### Stated problem A
Write out word for word the part of the fishing forum thread starting at "Actually there were" and ending at "from the start.".
### Stated problem B
According to the fishing forum thread, how far does hesslakeman live from the Muskegon River?

### Passage to read
----------------------------------------
P.S. We got skunked Saturday in front of the yacht club. Beautiful weather, eh?


----------



## Whit1 (Apr 27, 2001)

Hmmm!

Do I detect a mini-outing for whitefish coming up with MR as our guide? Let's see if we can't do something about that wind. ButchT is right about the weather on Saturday.


----------



## toto (Feb 16, 2000)

Brrrrrrrrrrrrrrr is all I can say. Now whit, weren't we talking about a North vs. South outing for steel sometime in the future. I know we northerners would win that one hands down...............


----------



## Whit1 (Apr 27, 2001)

Bill,
North vs. South? Yes, we did have a bit of a conversation in that regards. The question would be, where do we put Ray, he's a "tweener"...........LOL!


----------



## garyrodbender (Feb 2, 2001)

Mrarcher62,you can pm me . Also any day thats open for you , I`m in. Let me know.ButchT-sorry you didn`t have better luck .Look`n foward to the next adventure(s).


----------



## caznik (Jun 3, 2002)

Hey you all, if I remember right the southern boys took first in the Labor Day Turney..... ..............CAZNIK


----------



## garyrodbender (Feb 2, 2001)

OUCH


----------



## hesslakeman (Apr 16, 2001)

I live near Newaygo so where does that put me. I figure I'm north since I live within the boundaries of the Manistee National Forest, I live 5 minutes from the Muskegon River, within 45 minutes of the Pere Marquette and it took me 90 minutes to get to Crytal Lake. If were choosin' sides I want to know whose side I'm on.


----------



## Whit1 (Apr 27, 2001)

Oh boy! Another "CAAAAAZ attack!" LOL!

Actually there were very few Nothern guys fishing in the Manistee Tourney and they were all concentrated in one boat. The percentages were agin' us from the start.


----------



## caznik (Jun 3, 2002)

This year will be different and alot more fun..........CAZNIK


----------



## toto (Feb 16, 2000)

Well caz we northerners LET you win, just to set you up for the next go around. We could draw a line on a map of Michigan, and anyone who lives below the line are south the rest are north. As for those who have a cabin, or live right on the line, it would be your choice, but remember, its still all in fun.


----------
----------------------------------------
### Stored dataset items
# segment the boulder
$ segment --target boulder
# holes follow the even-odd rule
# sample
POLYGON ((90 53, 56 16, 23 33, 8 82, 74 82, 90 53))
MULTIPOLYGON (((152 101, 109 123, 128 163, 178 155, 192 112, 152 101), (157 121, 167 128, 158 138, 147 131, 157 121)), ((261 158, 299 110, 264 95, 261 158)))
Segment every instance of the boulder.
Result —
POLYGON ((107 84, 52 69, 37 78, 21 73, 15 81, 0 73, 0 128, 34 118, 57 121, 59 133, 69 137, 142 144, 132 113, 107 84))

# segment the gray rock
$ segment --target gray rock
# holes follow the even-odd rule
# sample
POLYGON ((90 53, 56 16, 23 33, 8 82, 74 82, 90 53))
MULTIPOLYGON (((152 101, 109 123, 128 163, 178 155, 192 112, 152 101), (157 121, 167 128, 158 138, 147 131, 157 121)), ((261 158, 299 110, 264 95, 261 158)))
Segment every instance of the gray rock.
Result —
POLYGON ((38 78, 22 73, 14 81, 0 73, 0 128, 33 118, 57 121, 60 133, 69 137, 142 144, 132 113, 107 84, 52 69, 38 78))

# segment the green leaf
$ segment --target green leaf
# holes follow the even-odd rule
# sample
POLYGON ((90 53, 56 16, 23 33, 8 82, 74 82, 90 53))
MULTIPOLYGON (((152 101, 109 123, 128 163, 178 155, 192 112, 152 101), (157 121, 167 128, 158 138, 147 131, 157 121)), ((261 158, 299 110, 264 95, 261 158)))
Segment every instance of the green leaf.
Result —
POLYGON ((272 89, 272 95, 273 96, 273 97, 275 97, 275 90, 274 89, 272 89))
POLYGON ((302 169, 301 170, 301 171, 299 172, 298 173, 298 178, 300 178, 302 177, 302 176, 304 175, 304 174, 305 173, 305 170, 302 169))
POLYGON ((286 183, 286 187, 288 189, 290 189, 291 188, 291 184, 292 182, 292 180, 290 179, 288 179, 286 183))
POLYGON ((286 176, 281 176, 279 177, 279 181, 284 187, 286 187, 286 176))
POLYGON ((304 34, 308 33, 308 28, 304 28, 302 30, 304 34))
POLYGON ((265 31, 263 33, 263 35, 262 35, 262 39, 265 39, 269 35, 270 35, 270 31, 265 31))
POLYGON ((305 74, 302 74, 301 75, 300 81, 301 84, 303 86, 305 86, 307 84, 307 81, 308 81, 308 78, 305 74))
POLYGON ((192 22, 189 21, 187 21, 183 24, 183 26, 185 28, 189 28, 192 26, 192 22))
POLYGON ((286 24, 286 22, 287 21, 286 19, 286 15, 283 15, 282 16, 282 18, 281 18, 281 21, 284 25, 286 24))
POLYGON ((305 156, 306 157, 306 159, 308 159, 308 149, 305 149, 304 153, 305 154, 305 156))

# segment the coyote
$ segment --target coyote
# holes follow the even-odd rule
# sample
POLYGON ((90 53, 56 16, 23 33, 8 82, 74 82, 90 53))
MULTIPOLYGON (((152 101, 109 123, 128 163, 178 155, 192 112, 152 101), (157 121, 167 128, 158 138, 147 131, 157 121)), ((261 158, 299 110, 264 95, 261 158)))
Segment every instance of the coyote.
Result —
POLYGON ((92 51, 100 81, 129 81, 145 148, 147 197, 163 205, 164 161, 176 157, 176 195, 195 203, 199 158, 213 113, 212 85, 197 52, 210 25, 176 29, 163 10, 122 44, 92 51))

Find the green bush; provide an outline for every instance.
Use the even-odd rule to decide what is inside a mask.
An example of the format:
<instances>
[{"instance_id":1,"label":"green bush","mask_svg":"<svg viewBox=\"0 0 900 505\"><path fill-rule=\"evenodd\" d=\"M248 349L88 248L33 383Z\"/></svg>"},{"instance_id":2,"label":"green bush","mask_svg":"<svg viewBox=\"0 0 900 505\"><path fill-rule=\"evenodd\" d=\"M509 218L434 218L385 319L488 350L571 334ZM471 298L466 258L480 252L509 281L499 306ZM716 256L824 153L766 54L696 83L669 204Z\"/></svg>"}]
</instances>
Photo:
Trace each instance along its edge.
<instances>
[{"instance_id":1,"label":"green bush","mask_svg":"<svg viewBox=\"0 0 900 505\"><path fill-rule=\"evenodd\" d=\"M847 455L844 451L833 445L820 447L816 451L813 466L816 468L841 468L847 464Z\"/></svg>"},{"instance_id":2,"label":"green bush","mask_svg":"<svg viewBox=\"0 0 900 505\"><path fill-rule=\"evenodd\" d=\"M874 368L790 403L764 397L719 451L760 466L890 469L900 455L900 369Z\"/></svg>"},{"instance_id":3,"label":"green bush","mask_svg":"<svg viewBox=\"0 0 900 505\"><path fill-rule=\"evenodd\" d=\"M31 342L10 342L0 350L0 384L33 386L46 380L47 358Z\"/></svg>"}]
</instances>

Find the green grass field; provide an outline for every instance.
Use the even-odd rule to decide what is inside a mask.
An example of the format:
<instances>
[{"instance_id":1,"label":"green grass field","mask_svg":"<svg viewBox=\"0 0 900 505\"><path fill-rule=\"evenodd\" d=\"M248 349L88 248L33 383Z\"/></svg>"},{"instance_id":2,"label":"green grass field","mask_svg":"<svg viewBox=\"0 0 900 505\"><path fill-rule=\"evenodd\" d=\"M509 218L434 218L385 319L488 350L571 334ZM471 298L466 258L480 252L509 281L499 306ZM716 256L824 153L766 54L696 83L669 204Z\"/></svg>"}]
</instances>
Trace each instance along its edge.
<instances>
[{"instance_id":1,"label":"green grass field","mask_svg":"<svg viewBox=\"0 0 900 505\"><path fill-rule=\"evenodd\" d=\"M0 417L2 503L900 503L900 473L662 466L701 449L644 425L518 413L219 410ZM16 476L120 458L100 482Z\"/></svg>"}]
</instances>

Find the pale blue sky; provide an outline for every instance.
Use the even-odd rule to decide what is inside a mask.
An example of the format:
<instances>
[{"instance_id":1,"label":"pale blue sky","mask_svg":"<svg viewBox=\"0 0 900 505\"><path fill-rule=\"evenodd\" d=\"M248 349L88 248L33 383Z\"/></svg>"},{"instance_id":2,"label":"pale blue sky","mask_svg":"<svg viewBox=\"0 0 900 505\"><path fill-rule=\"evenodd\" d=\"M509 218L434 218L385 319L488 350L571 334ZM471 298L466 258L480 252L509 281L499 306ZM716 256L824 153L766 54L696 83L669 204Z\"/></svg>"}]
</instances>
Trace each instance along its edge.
----------------------------------------
### Expected output A
Actually there were very few Nothern guys fishing in the Manistee Tourney and they were all concentrated in one boat. The percentages were agin' us from the start.

### Expected output B
Five minutes.